## DIRECTION 1
According to the passage on fintech app data access, which three kinds of smartphone data access are now allowed for legal fintech players?
## DIRECTION 2
Continue the passage on fintech app data access from its last sentence.

## SELECTED EXCERPT
Fintech applications are more or less similar. Why can they withdraw funds quickly? because there is digital data made accessible by users to be analyzed by smart machines. Before the FSA intervened, they could access various data such as photo galleries, contact lists, SMS, calendars, cameras, microphones, and others that were actually less relevant to the application function.
Usually, there will be pop-up notifications for various access requests that are unknown or explained after downloading. Unfortunately, if one of the access requests is intentionally denied – applicable to the majority of apps – there will be flaws appeared that interfere with the user experience. Eventually, it forces the user to allow all requested access.
Due to the rise of illegal fintech players and victims, user’s smartphone data access is now limited to only cameras, locations, and microphones. All three are permitted by regulators for legal fintech players.
The way to find out what data is requested by the application is quite easy and available for check. On Google Play, try to check at the bottom of the “About this app” section, there is detailed information related to the application. There will be “App permissions,” and choose to “See more.” There will be a clear statement of access to any information requested by the application.
In general, companies will state privacy policies on their sites at the very bottom. It consists of data they take from users, the purpose of use, and its commitment to protecting user privacy from third parties.

## MATERIAL
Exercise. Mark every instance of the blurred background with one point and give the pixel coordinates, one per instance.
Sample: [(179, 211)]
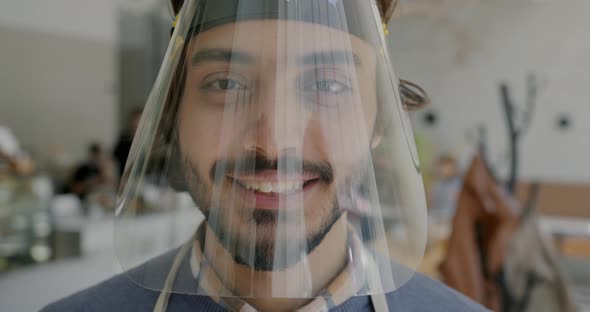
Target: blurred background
[(508, 84)]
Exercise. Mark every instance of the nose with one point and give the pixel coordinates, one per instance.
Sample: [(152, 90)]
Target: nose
[(276, 125)]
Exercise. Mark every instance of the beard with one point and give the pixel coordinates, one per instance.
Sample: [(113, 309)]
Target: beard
[(259, 238)]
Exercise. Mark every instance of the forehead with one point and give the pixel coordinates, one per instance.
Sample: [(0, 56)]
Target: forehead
[(282, 39)]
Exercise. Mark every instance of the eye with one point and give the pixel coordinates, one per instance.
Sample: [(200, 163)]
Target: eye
[(329, 86), (225, 84)]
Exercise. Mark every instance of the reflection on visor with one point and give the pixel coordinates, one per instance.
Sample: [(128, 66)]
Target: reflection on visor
[(276, 140)]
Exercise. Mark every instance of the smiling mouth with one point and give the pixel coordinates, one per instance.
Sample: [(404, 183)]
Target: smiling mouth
[(269, 183)]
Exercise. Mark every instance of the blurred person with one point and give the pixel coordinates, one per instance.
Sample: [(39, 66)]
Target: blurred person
[(270, 112), (446, 188), (95, 173), (123, 145)]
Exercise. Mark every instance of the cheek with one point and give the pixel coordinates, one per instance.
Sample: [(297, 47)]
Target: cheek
[(199, 135)]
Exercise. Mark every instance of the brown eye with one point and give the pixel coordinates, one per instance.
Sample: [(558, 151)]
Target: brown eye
[(328, 86), (225, 85)]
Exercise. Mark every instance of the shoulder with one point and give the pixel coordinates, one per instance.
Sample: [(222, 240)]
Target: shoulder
[(421, 293), (122, 293), (116, 294)]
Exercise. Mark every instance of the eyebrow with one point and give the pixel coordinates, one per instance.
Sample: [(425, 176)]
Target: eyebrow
[(333, 57), (221, 55)]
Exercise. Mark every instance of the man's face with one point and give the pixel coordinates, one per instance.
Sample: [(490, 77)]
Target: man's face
[(276, 122)]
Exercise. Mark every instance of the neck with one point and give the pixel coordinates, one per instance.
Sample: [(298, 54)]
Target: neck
[(314, 272)]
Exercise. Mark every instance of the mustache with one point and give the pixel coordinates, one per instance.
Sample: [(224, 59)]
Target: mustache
[(288, 164)]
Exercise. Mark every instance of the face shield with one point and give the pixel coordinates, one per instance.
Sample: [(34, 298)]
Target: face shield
[(274, 158)]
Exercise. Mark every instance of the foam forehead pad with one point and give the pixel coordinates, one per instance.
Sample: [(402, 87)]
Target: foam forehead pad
[(353, 16)]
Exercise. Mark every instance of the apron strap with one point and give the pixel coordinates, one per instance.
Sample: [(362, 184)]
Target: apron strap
[(164, 296)]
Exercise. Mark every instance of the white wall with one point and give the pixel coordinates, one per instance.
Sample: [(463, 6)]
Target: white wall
[(504, 40), (59, 71)]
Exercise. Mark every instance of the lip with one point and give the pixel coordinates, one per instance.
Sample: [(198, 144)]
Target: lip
[(273, 201)]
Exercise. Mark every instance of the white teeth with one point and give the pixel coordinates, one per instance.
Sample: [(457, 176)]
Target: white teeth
[(273, 187)]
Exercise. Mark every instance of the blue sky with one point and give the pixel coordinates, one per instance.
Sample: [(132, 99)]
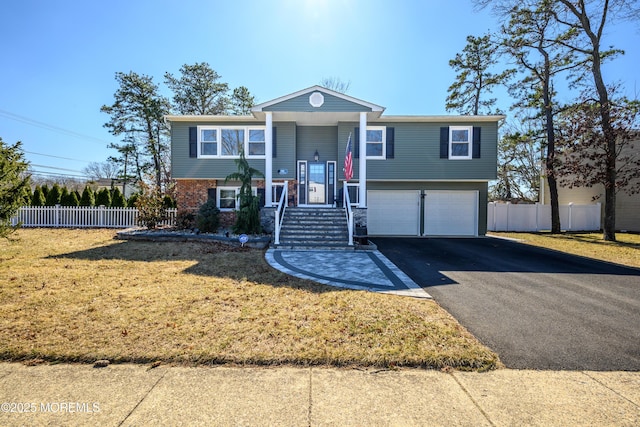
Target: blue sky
[(60, 58)]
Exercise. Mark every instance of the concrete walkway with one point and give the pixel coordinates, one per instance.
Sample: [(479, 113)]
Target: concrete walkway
[(131, 395), (361, 270)]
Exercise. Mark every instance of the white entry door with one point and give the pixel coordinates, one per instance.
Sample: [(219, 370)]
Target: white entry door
[(393, 212)]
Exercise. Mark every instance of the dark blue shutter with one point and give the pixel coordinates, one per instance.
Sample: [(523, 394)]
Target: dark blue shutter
[(444, 142), (193, 142), (476, 143), (390, 142), (274, 145), (356, 143)]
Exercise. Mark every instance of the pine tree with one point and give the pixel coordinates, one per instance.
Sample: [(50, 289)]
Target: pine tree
[(14, 185), (103, 198), (72, 199), (64, 195), (117, 199), (88, 198), (248, 215), (53, 196), (38, 198)]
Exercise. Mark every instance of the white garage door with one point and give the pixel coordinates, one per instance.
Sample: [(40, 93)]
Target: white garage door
[(393, 213), (451, 213)]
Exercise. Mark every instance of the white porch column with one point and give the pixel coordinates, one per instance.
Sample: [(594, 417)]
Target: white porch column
[(268, 161), (362, 176)]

## OUTPUT 1
Cameras, locations, and microphones.

## OUTPUT 2
Unfortunately, due to the insignificant location, it often passed the user’s sight. The long arrangement with a small size font only creates more reason for users to not take a look and enjoy reading it. Even though the information conveyed is very important.
Gojek
In the Privacy Policy section, they explain the details of data collected directly from users or their mobile devices, every time they use the application or visit a website, and information collected from third parties.
All the information is listed on the Gojek site. Some of these include name, address, date of birth, occupation, telephone number, fax, e-mail, bank account, credit card details, gender, official identification number, biometric information.
In one of its clauses, Gojek opens the opportunity to withdraw data with reasonable notice in writing. The consequence that users receive is that the account is terminated and cannot use applications or services for the future.
Tokopedia
Tokopedia is no different. They collect data submitted independently by users, unlimited data when filling out surveys on behalf of the company, interacting with other users with message features, product discussions, reviews, ratings, detailed transaction data. Continues, real location data such as IP address, Wi-Fi location, geo-location, cookie data, pixel tags, device data used to access the site, and other data obtained from other sources.
On further exploration, users are not given the freedom to remove data. Tokopedia will store information as long as the user account remains active and can carry out removal in accordance with applicable legal regulations.
Bukalapak
Meanwhile, Bukalapak opens the submission of data removal by attaching valid proof of identity and the reason for the request for removal. Bukalapak is to grant the request if it meets the requirements requested by the company.
Following these three applications can give a clear picture that the existence of this PDP bill is so important to give users full control of their data. Indeed, companies have an obligation to protect users if there is potential for fraud, but don’t data owners have more control over it?
Reflecting on global technology companies, some of them provide features that function to close data access utilized by third parties. Facebook and Google have released it, even though the intensity is still doubtful, but now users are given control to restrict access to their data.
Google (including YouTube)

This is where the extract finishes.